GIVEN PROBLEM: Pull out every line in the entries below that contains the word "purple", copying each one.

STORED RECORDS:
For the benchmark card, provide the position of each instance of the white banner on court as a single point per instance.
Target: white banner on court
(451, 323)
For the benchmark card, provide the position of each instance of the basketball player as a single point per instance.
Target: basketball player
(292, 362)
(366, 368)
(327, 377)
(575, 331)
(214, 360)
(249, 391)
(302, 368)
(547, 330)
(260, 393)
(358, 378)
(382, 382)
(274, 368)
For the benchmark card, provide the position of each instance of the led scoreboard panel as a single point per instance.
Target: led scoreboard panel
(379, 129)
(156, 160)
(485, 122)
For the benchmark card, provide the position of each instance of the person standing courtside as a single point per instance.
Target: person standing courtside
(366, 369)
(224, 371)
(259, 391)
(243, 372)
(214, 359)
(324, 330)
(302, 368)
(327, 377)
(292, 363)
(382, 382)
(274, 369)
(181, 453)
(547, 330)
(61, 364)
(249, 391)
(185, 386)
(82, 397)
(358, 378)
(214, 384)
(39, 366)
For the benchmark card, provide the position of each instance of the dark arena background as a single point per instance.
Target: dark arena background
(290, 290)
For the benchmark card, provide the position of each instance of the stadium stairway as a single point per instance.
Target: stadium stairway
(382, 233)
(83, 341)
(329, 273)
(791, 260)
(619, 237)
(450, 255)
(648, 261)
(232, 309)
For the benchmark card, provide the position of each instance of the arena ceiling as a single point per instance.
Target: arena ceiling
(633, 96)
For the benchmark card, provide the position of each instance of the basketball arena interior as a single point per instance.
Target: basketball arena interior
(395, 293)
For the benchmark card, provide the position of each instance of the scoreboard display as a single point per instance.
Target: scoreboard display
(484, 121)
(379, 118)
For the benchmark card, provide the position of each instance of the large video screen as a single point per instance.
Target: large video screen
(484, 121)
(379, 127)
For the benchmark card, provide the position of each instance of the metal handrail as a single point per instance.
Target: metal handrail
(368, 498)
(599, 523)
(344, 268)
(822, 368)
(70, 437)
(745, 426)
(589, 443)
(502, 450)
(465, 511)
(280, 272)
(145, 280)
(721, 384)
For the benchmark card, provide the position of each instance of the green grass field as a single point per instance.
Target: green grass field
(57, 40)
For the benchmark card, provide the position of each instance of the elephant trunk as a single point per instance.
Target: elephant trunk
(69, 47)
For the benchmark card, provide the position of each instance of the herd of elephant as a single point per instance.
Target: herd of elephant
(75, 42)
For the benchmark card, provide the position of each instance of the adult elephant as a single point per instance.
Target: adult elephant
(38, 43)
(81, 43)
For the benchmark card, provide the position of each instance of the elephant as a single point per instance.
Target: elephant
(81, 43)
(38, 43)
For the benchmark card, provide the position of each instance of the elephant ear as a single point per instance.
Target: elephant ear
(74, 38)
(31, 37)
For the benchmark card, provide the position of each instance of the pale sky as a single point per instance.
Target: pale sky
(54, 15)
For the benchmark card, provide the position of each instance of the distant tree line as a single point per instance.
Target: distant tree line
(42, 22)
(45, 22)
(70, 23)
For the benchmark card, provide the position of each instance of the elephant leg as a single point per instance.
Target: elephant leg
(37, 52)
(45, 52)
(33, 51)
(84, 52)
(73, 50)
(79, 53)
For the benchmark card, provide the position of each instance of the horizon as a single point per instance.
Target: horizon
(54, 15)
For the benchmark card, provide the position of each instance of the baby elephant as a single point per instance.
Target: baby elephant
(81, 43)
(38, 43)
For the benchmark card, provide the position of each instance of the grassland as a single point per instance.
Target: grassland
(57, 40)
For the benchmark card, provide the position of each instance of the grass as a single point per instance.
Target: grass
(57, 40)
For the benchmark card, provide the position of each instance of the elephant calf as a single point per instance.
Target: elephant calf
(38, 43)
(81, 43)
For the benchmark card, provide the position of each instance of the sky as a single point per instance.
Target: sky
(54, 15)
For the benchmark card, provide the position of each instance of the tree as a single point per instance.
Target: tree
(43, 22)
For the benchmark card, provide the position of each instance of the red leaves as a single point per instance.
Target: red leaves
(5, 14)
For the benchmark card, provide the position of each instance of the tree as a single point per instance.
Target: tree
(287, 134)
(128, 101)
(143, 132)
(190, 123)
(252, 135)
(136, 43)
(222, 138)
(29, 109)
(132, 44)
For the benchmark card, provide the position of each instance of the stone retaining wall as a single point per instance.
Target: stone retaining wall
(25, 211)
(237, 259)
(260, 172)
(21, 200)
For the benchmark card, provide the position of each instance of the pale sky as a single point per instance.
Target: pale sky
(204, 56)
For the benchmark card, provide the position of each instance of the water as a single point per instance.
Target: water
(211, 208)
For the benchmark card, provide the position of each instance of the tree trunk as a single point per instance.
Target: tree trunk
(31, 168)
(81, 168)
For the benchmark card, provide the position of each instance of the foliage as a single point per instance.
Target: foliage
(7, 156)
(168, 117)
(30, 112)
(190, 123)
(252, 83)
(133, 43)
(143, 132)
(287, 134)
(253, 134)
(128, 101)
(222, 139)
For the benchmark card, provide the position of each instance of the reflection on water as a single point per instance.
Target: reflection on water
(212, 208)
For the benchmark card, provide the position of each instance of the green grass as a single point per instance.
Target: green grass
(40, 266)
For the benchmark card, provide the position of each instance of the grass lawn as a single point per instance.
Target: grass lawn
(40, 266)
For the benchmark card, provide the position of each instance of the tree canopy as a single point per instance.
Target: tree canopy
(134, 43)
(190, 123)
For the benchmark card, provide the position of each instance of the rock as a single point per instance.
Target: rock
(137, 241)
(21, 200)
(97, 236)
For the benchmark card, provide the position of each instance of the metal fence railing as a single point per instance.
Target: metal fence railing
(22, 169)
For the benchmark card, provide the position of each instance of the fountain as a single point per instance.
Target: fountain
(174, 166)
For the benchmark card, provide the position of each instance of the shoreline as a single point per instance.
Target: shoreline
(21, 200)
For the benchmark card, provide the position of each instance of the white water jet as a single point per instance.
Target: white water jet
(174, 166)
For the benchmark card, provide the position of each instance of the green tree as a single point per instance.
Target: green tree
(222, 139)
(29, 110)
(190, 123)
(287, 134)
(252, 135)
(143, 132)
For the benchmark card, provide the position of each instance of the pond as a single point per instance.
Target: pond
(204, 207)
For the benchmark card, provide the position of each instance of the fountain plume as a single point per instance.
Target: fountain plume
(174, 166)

---

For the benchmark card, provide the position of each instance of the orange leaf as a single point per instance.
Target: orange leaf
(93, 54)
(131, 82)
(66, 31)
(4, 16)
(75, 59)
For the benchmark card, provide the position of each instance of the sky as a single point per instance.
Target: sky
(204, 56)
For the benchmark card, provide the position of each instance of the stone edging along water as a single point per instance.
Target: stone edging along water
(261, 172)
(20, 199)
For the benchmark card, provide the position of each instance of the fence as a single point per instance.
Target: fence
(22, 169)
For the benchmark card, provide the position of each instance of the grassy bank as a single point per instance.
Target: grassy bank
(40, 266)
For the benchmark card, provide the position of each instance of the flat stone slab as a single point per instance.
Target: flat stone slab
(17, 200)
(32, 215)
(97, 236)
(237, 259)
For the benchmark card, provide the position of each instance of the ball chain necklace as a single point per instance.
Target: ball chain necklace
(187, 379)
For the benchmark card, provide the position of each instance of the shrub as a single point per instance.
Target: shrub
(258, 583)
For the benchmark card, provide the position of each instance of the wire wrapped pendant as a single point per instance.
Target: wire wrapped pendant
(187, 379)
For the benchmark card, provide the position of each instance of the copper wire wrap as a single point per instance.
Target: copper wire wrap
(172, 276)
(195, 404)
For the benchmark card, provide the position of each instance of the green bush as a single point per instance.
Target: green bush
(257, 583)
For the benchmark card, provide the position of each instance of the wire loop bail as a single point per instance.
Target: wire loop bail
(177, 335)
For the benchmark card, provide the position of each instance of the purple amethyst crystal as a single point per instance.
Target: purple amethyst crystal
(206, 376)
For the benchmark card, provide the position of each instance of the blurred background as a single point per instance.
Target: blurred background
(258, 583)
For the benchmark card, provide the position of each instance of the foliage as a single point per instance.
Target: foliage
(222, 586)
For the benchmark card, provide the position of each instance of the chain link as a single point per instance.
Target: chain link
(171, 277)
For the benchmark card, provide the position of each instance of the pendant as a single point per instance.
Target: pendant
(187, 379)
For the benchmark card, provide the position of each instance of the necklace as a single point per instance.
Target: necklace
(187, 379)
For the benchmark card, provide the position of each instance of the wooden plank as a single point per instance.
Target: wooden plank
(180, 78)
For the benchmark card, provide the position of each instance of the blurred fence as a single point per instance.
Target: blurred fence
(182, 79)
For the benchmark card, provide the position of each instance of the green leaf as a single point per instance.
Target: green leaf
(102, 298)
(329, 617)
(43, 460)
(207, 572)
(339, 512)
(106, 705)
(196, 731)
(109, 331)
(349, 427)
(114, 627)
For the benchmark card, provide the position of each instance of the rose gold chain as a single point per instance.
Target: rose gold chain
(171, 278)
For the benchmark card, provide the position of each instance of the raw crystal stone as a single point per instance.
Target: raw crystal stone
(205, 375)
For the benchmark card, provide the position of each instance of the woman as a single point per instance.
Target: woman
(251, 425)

FINAL RESULT:
For the benchmark card, provide the position of each instance of the purple amethyst crystal as a single point per instance.
Target: purple amethyst crystal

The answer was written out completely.